== Task goal ==
Reproduce the records from the line containing "Please segment every instance of the blue" through the end of the records, replacing "evenodd" with "nonzero" and leaving everything else unchanged. Omit the pictures.

begin Dataset rows

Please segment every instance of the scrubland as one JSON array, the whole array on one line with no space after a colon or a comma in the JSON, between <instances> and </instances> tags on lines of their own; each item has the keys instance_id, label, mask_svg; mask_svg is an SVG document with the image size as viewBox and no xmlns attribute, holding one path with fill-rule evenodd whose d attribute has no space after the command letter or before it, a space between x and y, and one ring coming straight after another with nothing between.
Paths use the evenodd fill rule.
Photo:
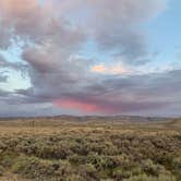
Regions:
<instances>
[{"instance_id":1,"label":"scrubland","mask_svg":"<svg viewBox=\"0 0 181 181\"><path fill-rule=\"evenodd\" d=\"M0 180L181 181L181 120L1 120Z\"/></svg>"}]
</instances>

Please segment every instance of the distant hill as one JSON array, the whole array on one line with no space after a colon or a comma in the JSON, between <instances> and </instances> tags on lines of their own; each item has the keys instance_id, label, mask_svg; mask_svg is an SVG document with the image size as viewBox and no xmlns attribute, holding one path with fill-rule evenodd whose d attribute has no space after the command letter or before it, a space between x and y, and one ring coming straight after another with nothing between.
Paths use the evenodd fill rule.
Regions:
<instances>
[{"instance_id":1,"label":"distant hill","mask_svg":"<svg viewBox=\"0 0 181 181\"><path fill-rule=\"evenodd\" d=\"M55 117L19 117L19 118L0 118L1 120L27 120L27 119L41 119L41 120L67 120L67 121L133 121L133 122L155 122L155 121L172 121L172 118L164 117L141 117L141 116L55 116ZM176 120L174 120L176 121Z\"/></svg>"}]
</instances>

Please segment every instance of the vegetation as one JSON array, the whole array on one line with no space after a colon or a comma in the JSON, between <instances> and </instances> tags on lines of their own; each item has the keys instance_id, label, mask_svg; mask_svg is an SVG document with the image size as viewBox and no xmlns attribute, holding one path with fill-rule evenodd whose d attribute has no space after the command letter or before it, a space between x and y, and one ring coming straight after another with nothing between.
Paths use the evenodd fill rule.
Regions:
<instances>
[{"instance_id":1,"label":"vegetation","mask_svg":"<svg viewBox=\"0 0 181 181\"><path fill-rule=\"evenodd\" d=\"M180 181L180 124L0 121L0 180Z\"/></svg>"}]
</instances>

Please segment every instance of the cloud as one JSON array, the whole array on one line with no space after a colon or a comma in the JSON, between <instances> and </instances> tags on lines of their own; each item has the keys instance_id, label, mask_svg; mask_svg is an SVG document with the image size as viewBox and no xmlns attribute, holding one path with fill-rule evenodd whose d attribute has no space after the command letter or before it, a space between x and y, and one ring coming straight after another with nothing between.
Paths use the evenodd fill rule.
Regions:
<instances>
[{"instance_id":1,"label":"cloud","mask_svg":"<svg viewBox=\"0 0 181 181\"><path fill-rule=\"evenodd\" d=\"M51 5L48 1L0 0L0 47L9 47L12 38L23 41L22 62L0 60L0 64L24 69L32 84L28 89L2 92L2 113L156 114L169 107L179 108L180 70L132 75L121 63L96 61L95 65L80 56L90 39L99 53L121 56L128 64L145 62L149 52L141 26L165 8L165 0L62 0Z\"/></svg>"},{"instance_id":2,"label":"cloud","mask_svg":"<svg viewBox=\"0 0 181 181\"><path fill-rule=\"evenodd\" d=\"M123 64L116 63L111 65L105 65L105 64L96 64L90 68L90 71L94 73L101 73L101 74L129 74L131 73L131 70L125 68Z\"/></svg>"},{"instance_id":3,"label":"cloud","mask_svg":"<svg viewBox=\"0 0 181 181\"><path fill-rule=\"evenodd\" d=\"M167 0L67 0L59 4L63 15L68 12L72 19L81 19L79 22L102 52L124 56L128 63L134 64L147 62L152 53L147 49L143 23L167 9Z\"/></svg>"}]
</instances>

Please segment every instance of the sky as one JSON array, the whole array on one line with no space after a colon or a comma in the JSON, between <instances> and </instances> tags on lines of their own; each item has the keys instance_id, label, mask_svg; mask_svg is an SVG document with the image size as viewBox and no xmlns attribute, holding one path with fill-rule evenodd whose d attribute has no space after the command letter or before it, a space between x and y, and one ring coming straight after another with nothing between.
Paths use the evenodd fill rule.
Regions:
<instances>
[{"instance_id":1,"label":"sky","mask_svg":"<svg viewBox=\"0 0 181 181\"><path fill-rule=\"evenodd\" d=\"M0 0L0 117L181 117L181 1Z\"/></svg>"}]
</instances>

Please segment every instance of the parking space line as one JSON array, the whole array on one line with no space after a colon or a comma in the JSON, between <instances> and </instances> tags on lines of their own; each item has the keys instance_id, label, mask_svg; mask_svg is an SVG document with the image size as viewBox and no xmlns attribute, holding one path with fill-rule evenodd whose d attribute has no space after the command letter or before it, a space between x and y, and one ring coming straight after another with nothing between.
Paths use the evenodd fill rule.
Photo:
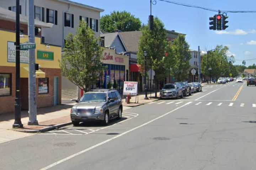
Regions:
<instances>
[{"instance_id":1,"label":"parking space line","mask_svg":"<svg viewBox=\"0 0 256 170\"><path fill-rule=\"evenodd\" d=\"M174 103L174 102L169 102L169 103L166 103L166 104L169 104L172 103Z\"/></svg>"}]
</instances>

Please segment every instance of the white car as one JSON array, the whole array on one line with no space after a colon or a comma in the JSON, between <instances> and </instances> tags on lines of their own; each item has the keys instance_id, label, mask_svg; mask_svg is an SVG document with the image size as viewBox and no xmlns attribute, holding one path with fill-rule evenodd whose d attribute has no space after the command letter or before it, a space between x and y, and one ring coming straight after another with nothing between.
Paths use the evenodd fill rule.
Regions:
<instances>
[{"instance_id":1,"label":"white car","mask_svg":"<svg viewBox=\"0 0 256 170\"><path fill-rule=\"evenodd\" d=\"M226 83L226 80L225 78L219 78L218 81L217 81L218 83Z\"/></svg>"},{"instance_id":2,"label":"white car","mask_svg":"<svg viewBox=\"0 0 256 170\"><path fill-rule=\"evenodd\" d=\"M242 83L242 79L241 77L238 78L236 79L236 83Z\"/></svg>"}]
</instances>

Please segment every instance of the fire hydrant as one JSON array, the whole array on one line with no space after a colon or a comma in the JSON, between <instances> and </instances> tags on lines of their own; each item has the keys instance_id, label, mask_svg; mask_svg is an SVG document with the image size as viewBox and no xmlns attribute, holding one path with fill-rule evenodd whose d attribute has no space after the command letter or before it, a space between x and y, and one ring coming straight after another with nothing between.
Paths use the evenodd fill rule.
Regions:
<instances>
[{"instance_id":1,"label":"fire hydrant","mask_svg":"<svg viewBox=\"0 0 256 170\"><path fill-rule=\"evenodd\" d=\"M126 97L126 103L130 103L130 100L131 98L130 95L127 95L127 97Z\"/></svg>"}]
</instances>

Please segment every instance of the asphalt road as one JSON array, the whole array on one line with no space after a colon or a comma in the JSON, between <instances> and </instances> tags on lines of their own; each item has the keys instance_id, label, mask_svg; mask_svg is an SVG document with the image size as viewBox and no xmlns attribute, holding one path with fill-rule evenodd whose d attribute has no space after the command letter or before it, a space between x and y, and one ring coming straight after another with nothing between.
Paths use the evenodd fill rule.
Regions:
<instances>
[{"instance_id":1,"label":"asphalt road","mask_svg":"<svg viewBox=\"0 0 256 170\"><path fill-rule=\"evenodd\" d=\"M107 127L70 125L0 144L0 169L255 169L256 87L205 86L126 110Z\"/></svg>"}]
</instances>

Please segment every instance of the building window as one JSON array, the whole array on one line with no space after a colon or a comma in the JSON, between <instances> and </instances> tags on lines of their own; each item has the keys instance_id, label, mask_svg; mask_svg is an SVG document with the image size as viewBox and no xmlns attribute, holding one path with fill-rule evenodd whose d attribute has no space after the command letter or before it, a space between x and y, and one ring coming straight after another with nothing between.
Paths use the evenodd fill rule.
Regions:
<instances>
[{"instance_id":1,"label":"building window","mask_svg":"<svg viewBox=\"0 0 256 170\"><path fill-rule=\"evenodd\" d=\"M49 93L49 78L38 78L38 94Z\"/></svg>"},{"instance_id":2,"label":"building window","mask_svg":"<svg viewBox=\"0 0 256 170\"><path fill-rule=\"evenodd\" d=\"M70 13L65 13L65 26L71 27L71 15Z\"/></svg>"},{"instance_id":3,"label":"building window","mask_svg":"<svg viewBox=\"0 0 256 170\"><path fill-rule=\"evenodd\" d=\"M11 74L0 73L0 96L11 95Z\"/></svg>"},{"instance_id":4,"label":"building window","mask_svg":"<svg viewBox=\"0 0 256 170\"><path fill-rule=\"evenodd\" d=\"M54 24L54 10L49 10L49 23Z\"/></svg>"},{"instance_id":5,"label":"building window","mask_svg":"<svg viewBox=\"0 0 256 170\"><path fill-rule=\"evenodd\" d=\"M41 7L35 6L35 19L41 21Z\"/></svg>"}]
</instances>

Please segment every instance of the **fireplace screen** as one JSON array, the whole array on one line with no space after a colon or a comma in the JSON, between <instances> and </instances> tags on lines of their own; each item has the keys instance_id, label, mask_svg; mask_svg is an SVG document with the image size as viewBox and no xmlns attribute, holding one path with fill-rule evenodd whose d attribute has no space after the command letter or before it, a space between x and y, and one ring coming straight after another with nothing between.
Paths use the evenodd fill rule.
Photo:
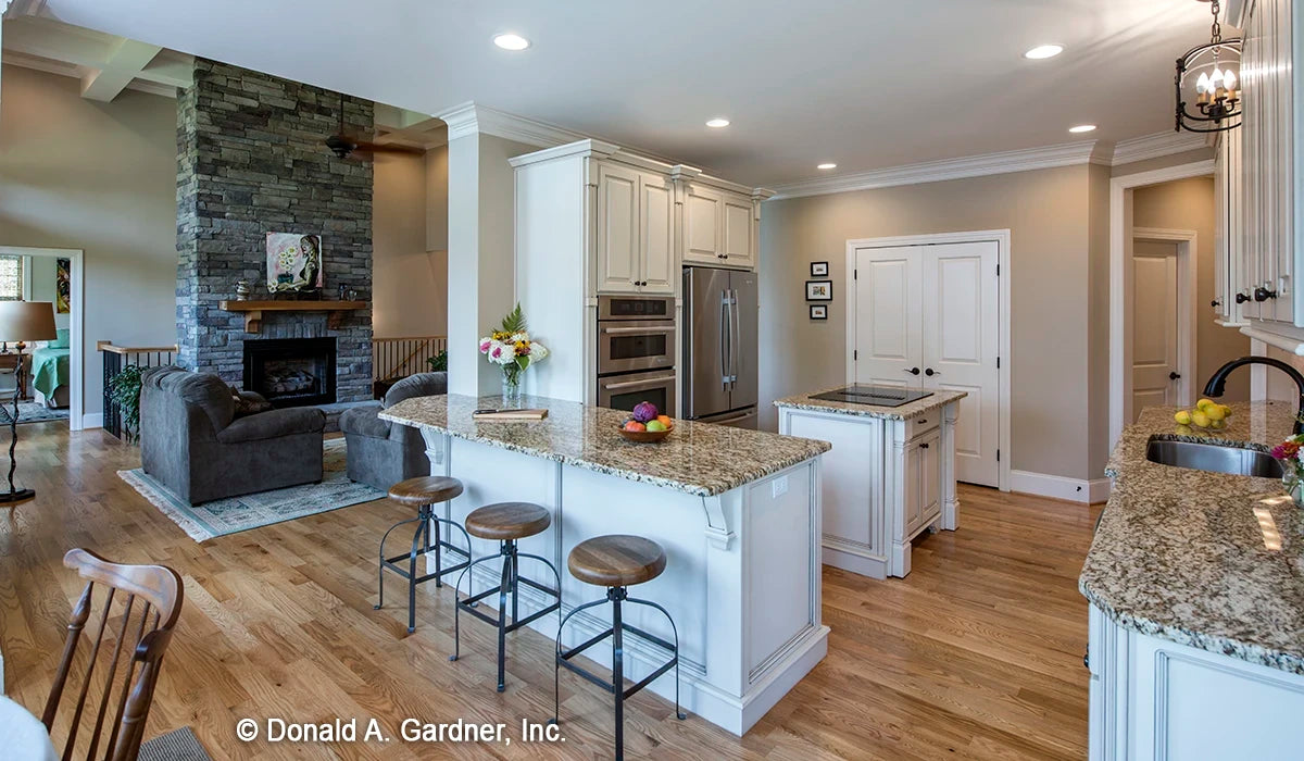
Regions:
<instances>
[{"instance_id":1,"label":"fireplace screen","mask_svg":"<svg viewBox=\"0 0 1304 761\"><path fill-rule=\"evenodd\" d=\"M244 342L244 386L276 407L335 401L334 338L269 338Z\"/></svg>"}]
</instances>

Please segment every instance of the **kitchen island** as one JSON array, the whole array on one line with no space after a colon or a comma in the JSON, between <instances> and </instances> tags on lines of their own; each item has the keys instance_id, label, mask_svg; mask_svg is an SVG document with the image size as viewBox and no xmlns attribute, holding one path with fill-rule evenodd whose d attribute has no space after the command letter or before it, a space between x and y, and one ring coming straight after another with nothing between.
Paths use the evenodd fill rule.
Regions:
<instances>
[{"instance_id":1,"label":"kitchen island","mask_svg":"<svg viewBox=\"0 0 1304 761\"><path fill-rule=\"evenodd\" d=\"M1275 478L1151 462L1151 440L1267 450L1295 405L1234 403L1226 428L1145 410L1106 473L1078 580L1090 600L1091 758L1299 758L1304 514Z\"/></svg>"},{"instance_id":2,"label":"kitchen island","mask_svg":"<svg viewBox=\"0 0 1304 761\"><path fill-rule=\"evenodd\" d=\"M780 433L833 444L824 458L824 563L905 576L911 539L958 526L956 416L966 394L938 390L887 407L818 398L828 393L775 402Z\"/></svg>"},{"instance_id":3,"label":"kitchen island","mask_svg":"<svg viewBox=\"0 0 1304 761\"><path fill-rule=\"evenodd\" d=\"M477 409L502 406L499 397L422 397L399 402L381 418L420 428L432 473L466 486L462 496L437 506L445 517L462 522L471 510L499 501L552 510L552 526L523 539L520 551L548 557L561 570L565 612L605 594L566 573L575 544L602 534L660 543L665 573L631 594L665 606L674 617L687 710L742 735L823 659L828 628L820 623L819 499L820 458L829 444L685 420L662 443L635 444L617 429L627 412L541 397L512 406L546 409L544 420L472 419ZM493 543L472 543L476 557L498 552ZM484 564L477 590L497 583L492 567ZM523 560L522 574L552 580L537 561ZM522 590L522 617L542 604L539 593ZM584 611L567 624L566 642L583 642L609 623L608 606ZM655 612L631 607L626 623L672 637ZM557 619L545 616L531 627L554 637ZM585 655L610 666L609 647ZM664 658L626 640L631 680ZM673 674L651 689L673 700Z\"/></svg>"}]
</instances>

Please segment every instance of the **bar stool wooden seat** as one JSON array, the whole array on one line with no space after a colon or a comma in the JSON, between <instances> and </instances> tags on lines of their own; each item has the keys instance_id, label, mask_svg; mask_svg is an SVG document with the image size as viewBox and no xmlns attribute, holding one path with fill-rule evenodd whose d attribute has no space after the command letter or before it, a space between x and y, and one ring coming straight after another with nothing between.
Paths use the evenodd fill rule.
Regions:
<instances>
[{"instance_id":1,"label":"bar stool wooden seat","mask_svg":"<svg viewBox=\"0 0 1304 761\"><path fill-rule=\"evenodd\" d=\"M585 583L592 583L595 586L606 587L606 598L600 600L593 600L576 606L571 612L566 613L562 619L561 627L557 629L557 664L554 667L554 680L556 680L556 694L553 706L553 722L558 722L561 713L561 670L566 667L575 674L579 674L584 679L592 681L593 684L601 687L606 692L615 696L615 758L625 758L625 701L639 692L644 687L652 684L657 677L674 668L674 714L679 719L686 719L687 715L679 710L679 633L674 627L674 619L670 613L661 606L651 600L635 599L629 597L626 587L635 583L644 583L652 581L653 578L661 576L665 570L665 550L660 544L652 542L651 539L644 539L643 536L631 536L627 534L612 534L606 536L595 536L592 539L585 539L571 550L570 556L566 559L566 568L570 569L571 576L583 581ZM585 640L583 644L565 649L562 647L562 630L566 628L566 621L571 619L575 613L600 606L602 603L612 603L612 625L605 632ZM670 623L670 632L674 637L673 642L657 637L649 632L645 632L638 627L631 627L623 620L622 603L639 604L655 608L666 617ZM662 647L670 653L670 659L657 666L651 674L638 681L629 689L625 688L625 634L634 634L644 641L652 642L653 645ZM610 681L597 676L596 674L571 663L571 658L579 655L584 650L588 650L593 645L601 642L602 640L612 638L612 676Z\"/></svg>"},{"instance_id":2,"label":"bar stool wooden seat","mask_svg":"<svg viewBox=\"0 0 1304 761\"><path fill-rule=\"evenodd\" d=\"M546 557L540 557L539 555L531 555L528 552L520 552L516 548L516 542L541 534L548 530L553 522L553 514L541 505L532 503L498 503L493 505L485 505L471 512L466 517L464 525L467 533L472 536L480 539L490 539L499 542L498 555L502 556L502 577L498 586L481 591L480 594L473 594L472 586L475 585L475 576L472 574L471 581L467 586L467 598L458 600L458 607L454 611L454 650L449 660L456 660L462 653L462 623L460 613L466 611L472 616L492 624L498 629L498 692L506 689L506 647L507 647L507 634L515 632L516 629L529 625L532 621L546 616L548 613L557 611L561 615L561 587L562 577L557 572L557 567L548 561ZM537 560L548 567L553 572L553 577L557 581L556 587L548 587L537 581L526 578L520 576L520 559L528 557L531 560ZM454 586L454 594L462 589L462 577L472 572L472 569L493 556L481 557L463 569L462 574L458 576L458 582ZM541 607L533 613L527 615L524 619L520 617L520 585L533 587L549 598L552 603ZM489 595L498 595L498 616L493 617L488 613L477 610L480 600ZM511 623L507 623L507 595L511 595Z\"/></svg>"},{"instance_id":3,"label":"bar stool wooden seat","mask_svg":"<svg viewBox=\"0 0 1304 761\"><path fill-rule=\"evenodd\" d=\"M390 530L385 533L381 538L381 563L379 563L379 587L381 599L376 604L374 610L381 610L385 607L385 570L393 570L394 573L408 580L408 633L416 632L416 585L424 583L426 581L434 580L436 586L443 586L443 576L446 573L452 573L455 570L463 570L471 564L471 536L467 535L466 529L450 521L447 518L441 518L434 514L434 505L439 503L447 503L462 493L462 482L455 478L449 478L446 475L424 475L417 478L409 478L407 480L400 480L399 483L390 487L390 500L399 503L400 505L407 505L409 508L417 509L417 516L415 518L408 518L407 521L399 521L390 526ZM390 538L390 533L399 526L407 523L416 523L416 531L412 534L412 547L406 555L395 555L394 557L385 556L385 540ZM449 536L451 538L452 531L460 531L462 536L467 542L466 550L450 543L443 535L441 535L439 525L449 526ZM432 536L433 534L433 536ZM455 552L459 556L464 556L464 560L454 565L443 565L443 553ZM434 572L417 576L416 561L417 556L434 553ZM399 565L400 561L407 561L407 568Z\"/></svg>"}]
</instances>

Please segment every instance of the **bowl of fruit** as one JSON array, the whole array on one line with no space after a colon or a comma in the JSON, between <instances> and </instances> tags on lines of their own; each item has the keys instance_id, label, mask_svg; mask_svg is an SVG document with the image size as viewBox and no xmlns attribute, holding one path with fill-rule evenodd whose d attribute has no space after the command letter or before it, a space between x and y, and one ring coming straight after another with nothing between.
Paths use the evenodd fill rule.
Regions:
<instances>
[{"instance_id":1,"label":"bowl of fruit","mask_svg":"<svg viewBox=\"0 0 1304 761\"><path fill-rule=\"evenodd\" d=\"M1221 431L1227 427L1231 407L1213 399L1200 399L1189 410L1179 410L1172 419L1178 423L1178 433L1191 435L1204 431Z\"/></svg>"},{"instance_id":2,"label":"bowl of fruit","mask_svg":"<svg viewBox=\"0 0 1304 761\"><path fill-rule=\"evenodd\" d=\"M619 427L621 436L640 444L661 441L672 431L674 431L674 420L669 415L660 414L652 402L634 405L634 412Z\"/></svg>"}]
</instances>

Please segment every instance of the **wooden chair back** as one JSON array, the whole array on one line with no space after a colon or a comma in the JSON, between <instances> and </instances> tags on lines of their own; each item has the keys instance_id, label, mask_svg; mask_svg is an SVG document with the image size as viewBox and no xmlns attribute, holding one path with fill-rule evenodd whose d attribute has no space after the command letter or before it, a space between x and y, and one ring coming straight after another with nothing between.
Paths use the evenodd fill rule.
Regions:
<instances>
[{"instance_id":1,"label":"wooden chair back","mask_svg":"<svg viewBox=\"0 0 1304 761\"><path fill-rule=\"evenodd\" d=\"M86 589L73 606L63 659L42 721L47 731L53 730L55 715L65 687L69 687L69 674L76 662L80 670L83 667L85 676L76 691L69 691L73 702L68 707L73 714L68 723L63 760L69 761L77 740L83 739L89 743L85 754L87 761L96 757L106 761L133 761L140 752L145 719L154 701L163 651L172 640L172 630L181 613L185 595L181 577L163 565L110 563L89 550L69 550L64 556L64 565L86 580ZM78 654L82 630L91 617L95 587L104 587L98 595L103 599L103 608L95 616L98 627L94 638L89 633L86 636L89 654ZM111 612L115 598L119 604L116 612ZM130 647L130 654L123 659L125 647ZM102 660L106 662L103 667L99 666ZM106 721L111 706L113 714ZM82 732L86 728L90 730L89 735Z\"/></svg>"}]
</instances>

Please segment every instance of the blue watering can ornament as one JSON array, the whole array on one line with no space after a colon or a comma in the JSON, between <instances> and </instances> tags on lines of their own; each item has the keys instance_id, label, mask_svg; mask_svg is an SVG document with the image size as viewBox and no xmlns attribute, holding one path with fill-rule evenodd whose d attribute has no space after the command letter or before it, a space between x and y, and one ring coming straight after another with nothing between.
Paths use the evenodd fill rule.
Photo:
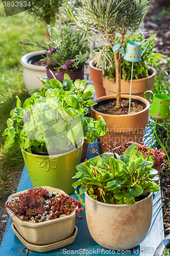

end Dataset rows

== Correct output ==
Please segment every instance of the blue watering can ornament as one JSON array, the whole array on one line with no space after a colon or a comma in the JSON, between <instances> and </instances> tags on lines of their own; each item has the keys instance_id, label, mask_svg; mask_svg is an SVG document with the image size as viewBox and no xmlns attribute, holding one path with fill-rule nonzero whose d attribute has no space after the command letter or before it, a space between x and y, and one ring coming straight after another with nothing between.
Paths use the nonzero fill rule.
Photo:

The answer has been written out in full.